Despite the Priestly author's evident interest in dates, periods, and life spans, he conspicuously refrains from giving dates to any of the events that occurred prior to the Israelites' liberation from Egypt--such as that on which God revealed himself to the Patriarchs, the day on which Abraham bought the cave of Machpelah--or mentioning which day of which month the Israelites went down to Egypt, etc. He thus appears to have believed that, prior to the Exodus, there was no need of a fixed calendar. It was only when Israel became a nation that God set a date from which the counting started.

This attitude corresponds to the Priestly view that the Israelites' central religious institutions and tenets were formed after the Exodus. Thus, for example, God became known by the name YHWH only after he revealed himself to Moses in Egypt (Exod. 6:3), and the system of the cult developed only following the erection of the Tabernacle (Lev. 17:8-9). According to P, this fact explains why Noah did not take seven pairs from the clean beasts in the ark, from which he offered burnt offerings following the Flood--as J portrays the protagonist of the Flood hero as doing (cf. Gen. 7:2; 8:20).

The only Priestly pre-Exodus narrative to be framed in explicitly chronological terms being the Flood account, we must inquire as to why this is so and why this method is adopted only in this story. Claus Westermann has argued that the precise dates given to the different stages of the Flood "must be a contribution of P himself and that it could not have been in the tradition he received." (4) As indicated above, however, this method is inconsistent with the P source. Others have suggested that P is based here on a text similar to Jubilees, the biblical text thus reflecting the calendar controversy among the Jewish intellectual leadership during the Second Temple period. (5) However, this proposal not only fails to explain why only the Flood story was influenced by such texts or controversies, but radically changes the common dating of sources similar in nature to Jubilees. (6) The theory that this calendrical system must be understood in light of the Babylonian calendar similarly ignores the fact that the principal extant accounts of the Flood story in Mesopotamia--such as the Sumerian Flood story, Atrahasis, or the Epic of Gilgamesh--contain no calendrical or precise temporal framework. (7)

In this article, I suggest that a recently republished Akkadian text from Ugarit--RS 94.2953--and Berossus' account in the Babyloniaca may provide proof that P takes its model of the Flood account from earlier ancient Near Eastern versions that employed a precise dating system.

Prompt
Rewrite the part of the passage on Priestly dating and the Flood that opens with the words containing "Despite the Priestly" and closes with "the counting started.", replacing "calendar" with "chronology".

(Excerpts of bounding box data)
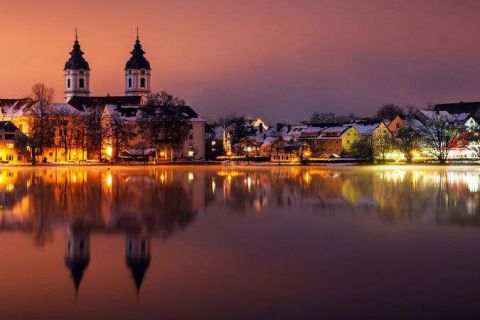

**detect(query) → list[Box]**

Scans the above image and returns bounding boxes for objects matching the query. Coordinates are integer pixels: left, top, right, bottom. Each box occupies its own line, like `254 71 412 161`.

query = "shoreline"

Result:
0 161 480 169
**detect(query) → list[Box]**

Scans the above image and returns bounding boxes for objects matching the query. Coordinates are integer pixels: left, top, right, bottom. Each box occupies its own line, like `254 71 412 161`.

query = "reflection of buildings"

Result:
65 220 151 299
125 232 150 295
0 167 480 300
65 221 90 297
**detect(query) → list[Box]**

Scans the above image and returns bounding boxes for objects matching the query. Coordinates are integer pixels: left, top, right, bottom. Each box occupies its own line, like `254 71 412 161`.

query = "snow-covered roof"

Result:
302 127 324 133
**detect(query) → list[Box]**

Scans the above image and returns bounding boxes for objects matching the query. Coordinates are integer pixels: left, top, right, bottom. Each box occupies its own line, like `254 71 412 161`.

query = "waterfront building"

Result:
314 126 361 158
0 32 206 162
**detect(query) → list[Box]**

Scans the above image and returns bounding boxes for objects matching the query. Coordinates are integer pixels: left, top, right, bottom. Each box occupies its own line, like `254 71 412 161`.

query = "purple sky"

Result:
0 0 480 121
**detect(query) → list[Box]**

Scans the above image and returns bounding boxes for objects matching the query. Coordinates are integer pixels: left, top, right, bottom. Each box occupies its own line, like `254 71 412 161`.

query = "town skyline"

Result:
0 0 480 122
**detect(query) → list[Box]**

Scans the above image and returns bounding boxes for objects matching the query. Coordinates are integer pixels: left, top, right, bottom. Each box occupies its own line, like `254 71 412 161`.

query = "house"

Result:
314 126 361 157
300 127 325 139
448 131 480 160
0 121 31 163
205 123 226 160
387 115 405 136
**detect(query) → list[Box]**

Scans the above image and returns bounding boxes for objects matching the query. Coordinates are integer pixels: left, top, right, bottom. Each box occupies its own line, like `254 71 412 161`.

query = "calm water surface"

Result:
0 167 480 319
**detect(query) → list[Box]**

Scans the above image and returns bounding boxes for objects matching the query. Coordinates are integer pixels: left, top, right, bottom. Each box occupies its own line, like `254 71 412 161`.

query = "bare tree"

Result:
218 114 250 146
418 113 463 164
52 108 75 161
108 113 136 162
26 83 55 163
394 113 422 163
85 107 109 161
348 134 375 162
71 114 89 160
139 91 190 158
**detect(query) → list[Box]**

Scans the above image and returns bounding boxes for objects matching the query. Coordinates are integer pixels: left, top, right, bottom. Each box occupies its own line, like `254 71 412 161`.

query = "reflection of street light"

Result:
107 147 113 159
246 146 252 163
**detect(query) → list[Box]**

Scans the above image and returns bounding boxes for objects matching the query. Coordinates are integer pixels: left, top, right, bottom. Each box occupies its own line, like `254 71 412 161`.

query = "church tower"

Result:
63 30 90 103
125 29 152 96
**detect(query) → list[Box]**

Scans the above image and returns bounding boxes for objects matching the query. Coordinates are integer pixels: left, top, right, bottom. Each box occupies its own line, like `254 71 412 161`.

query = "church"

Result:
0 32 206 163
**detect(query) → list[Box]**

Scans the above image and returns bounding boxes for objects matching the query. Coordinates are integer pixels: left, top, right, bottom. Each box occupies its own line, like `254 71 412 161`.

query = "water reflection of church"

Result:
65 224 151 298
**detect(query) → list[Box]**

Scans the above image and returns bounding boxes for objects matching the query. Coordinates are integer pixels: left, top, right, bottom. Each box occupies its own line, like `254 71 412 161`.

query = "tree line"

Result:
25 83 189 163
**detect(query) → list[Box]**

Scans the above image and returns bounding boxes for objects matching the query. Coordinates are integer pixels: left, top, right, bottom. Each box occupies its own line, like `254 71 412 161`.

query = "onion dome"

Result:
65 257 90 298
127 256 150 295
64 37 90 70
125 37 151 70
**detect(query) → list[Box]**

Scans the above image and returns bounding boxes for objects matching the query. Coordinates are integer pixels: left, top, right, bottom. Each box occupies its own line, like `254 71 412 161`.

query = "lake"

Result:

Exercise response
Despite the Priestly author's evident interest in dates, periods, and life spans, he conspicuously refrains from giving dates to any of the events that occurred prior to the Israelites' liberation from Egypt--such as that on which God revealed himself to the Patriarchs, the day on which Abraham bought the cave of Machpelah--or mentioning which day of which month the Israelites went down to Egypt, etc. He thus appears to have believed that, prior to the Exodus, there was no need of a fixed chronology. It was only when Israel became a nation that God set a date from which the counting started.